** Texte fourni **
GONCOURT EDMOND (1822-1896) ET JULES DE (1830-1870)
Edmond et Jules Huot de Goncourt sont dans un faux jour : une académie et un prix perpétuent leur nom sans qu'on lise leurs œuvres, qui, elles-mêmes, ont successivement bénéficié et pâti du courant naturaliste où elles sont prises. Quand on les en dégage, on perçoit d'étranges éclats, une humanité saisie en flagrant délit de bizarrerie ; mais, cette plus juste image de leur art ainsi formée, il reste encore difficile de mettre à la place qui leur revient ces œuvres provocantes, qui posent en outre l'étrange problème de la collaboration fraternelle.

** Données fournies **
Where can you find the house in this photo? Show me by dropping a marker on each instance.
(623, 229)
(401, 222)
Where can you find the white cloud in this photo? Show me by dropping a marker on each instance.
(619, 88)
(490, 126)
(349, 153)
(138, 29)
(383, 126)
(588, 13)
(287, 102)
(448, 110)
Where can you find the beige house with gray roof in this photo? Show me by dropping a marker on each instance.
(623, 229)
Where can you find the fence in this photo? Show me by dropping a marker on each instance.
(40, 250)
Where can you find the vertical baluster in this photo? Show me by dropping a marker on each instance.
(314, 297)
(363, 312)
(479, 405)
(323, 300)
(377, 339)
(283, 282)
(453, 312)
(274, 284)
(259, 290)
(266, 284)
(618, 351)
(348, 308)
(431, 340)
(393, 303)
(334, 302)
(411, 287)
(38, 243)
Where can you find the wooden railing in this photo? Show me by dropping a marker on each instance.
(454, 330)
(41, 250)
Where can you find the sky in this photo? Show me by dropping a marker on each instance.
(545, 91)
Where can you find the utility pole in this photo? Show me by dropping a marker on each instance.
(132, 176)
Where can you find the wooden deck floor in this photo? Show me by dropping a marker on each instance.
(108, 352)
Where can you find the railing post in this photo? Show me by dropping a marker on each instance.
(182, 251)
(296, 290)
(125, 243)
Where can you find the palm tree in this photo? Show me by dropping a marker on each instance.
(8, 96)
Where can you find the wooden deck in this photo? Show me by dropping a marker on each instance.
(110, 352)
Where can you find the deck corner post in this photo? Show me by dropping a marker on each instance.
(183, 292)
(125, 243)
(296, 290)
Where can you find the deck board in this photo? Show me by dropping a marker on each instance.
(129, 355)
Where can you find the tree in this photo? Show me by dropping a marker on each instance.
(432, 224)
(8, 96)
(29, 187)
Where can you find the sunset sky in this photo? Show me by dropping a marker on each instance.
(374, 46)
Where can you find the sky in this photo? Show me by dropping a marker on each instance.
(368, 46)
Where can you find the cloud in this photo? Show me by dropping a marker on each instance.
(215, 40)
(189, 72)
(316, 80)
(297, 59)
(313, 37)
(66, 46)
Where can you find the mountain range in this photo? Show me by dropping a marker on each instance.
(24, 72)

** Consigne 1 **
Réécrivez de façon plus concise le paragraphe du texte fourni qui commence par « Edmond et Jules Huot de Goncourt sont dans un faux jour », sans perdre ses faits essentiels.
** Consigne 2 **
Répondez aux questions suivantes à partir du texte fourni :
(a) En quelle année Jules de Goncourt est-il mort ?
(b) Qu'est-ce qui perpétue le nom des deux frères ?
(c) Quel problème leurs œuvres posent-elles en outre ?
** Consigne 3 **
Relevez toutes les années mentionnées dans le texte fourni, dans leur ordre d'apparition.

** Réponse complète 1 **
Edmond et Jules Huot de Goncourt sont mal perçus : une académie et un prix font vivre leur nom, mais on ne lit pas leurs œuvres, que le courant naturaliste a tour à tour servies et desservies. Détachées de ce courant, elles révèlent d'étranges éclats et une humanité surprise dans sa bizarrerie. Il reste pourtant difficile de leur donner la place qu'elles méritent, d'autant qu'elles posent le problème de la collaboration entre les deux frères.

** Réponse complète 2 **
(a) En 1870.
(b) Une académie et un prix.
(c) Le problème de la collaboration fraternelle.

** Réponse complète 3 **
1822, 1896, 1830, 1870.